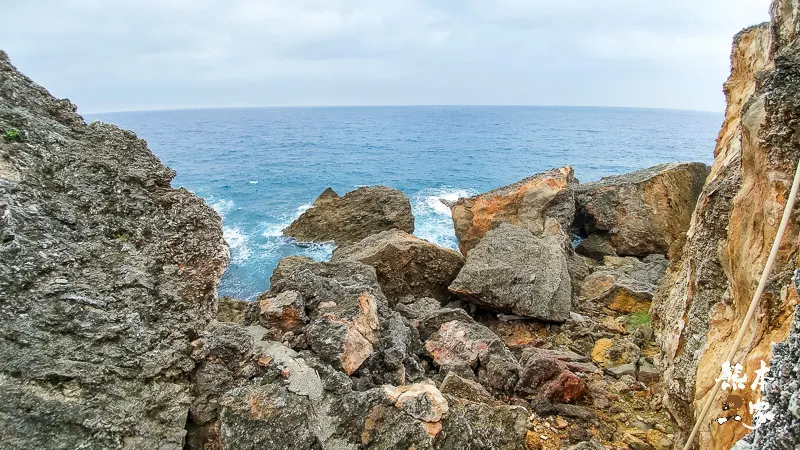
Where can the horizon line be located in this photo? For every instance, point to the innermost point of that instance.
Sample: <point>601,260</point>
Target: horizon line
<point>209,108</point>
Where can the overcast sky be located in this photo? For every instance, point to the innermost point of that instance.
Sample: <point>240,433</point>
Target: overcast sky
<point>112,55</point>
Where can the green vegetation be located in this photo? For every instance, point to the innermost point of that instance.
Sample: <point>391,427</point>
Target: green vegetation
<point>13,134</point>
<point>639,319</point>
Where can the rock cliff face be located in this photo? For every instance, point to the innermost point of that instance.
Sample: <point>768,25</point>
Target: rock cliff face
<point>106,274</point>
<point>705,295</point>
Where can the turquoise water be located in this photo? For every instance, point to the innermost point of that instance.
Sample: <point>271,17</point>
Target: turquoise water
<point>260,168</point>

→ **Short problem**
Starting from the line with "Where can the overcast" and ending with the final line of the data, quote every line exactly, both ends included.

→ **Task result**
Where can the overcast sky be located in this photo? For every instance, point to the innermost point of that instance.
Sample: <point>240,433</point>
Target: overcast sky
<point>112,55</point>
Where can the green vegetation be located in this photo? For every instance, point to the innermost point of that instance.
Sample: <point>391,427</point>
Target: green vegetation
<point>13,134</point>
<point>639,319</point>
Where can the rock cliff face be located in this photo? For every instance, point to the innermost point of that instance.
Sample: <point>768,25</point>
Target: rock cliff face
<point>106,274</point>
<point>705,295</point>
Where can the turquoise water be located in this photo? For every instance, point to the innermost point of that instance.
Sample: <point>271,17</point>
Target: turquoise water
<point>260,168</point>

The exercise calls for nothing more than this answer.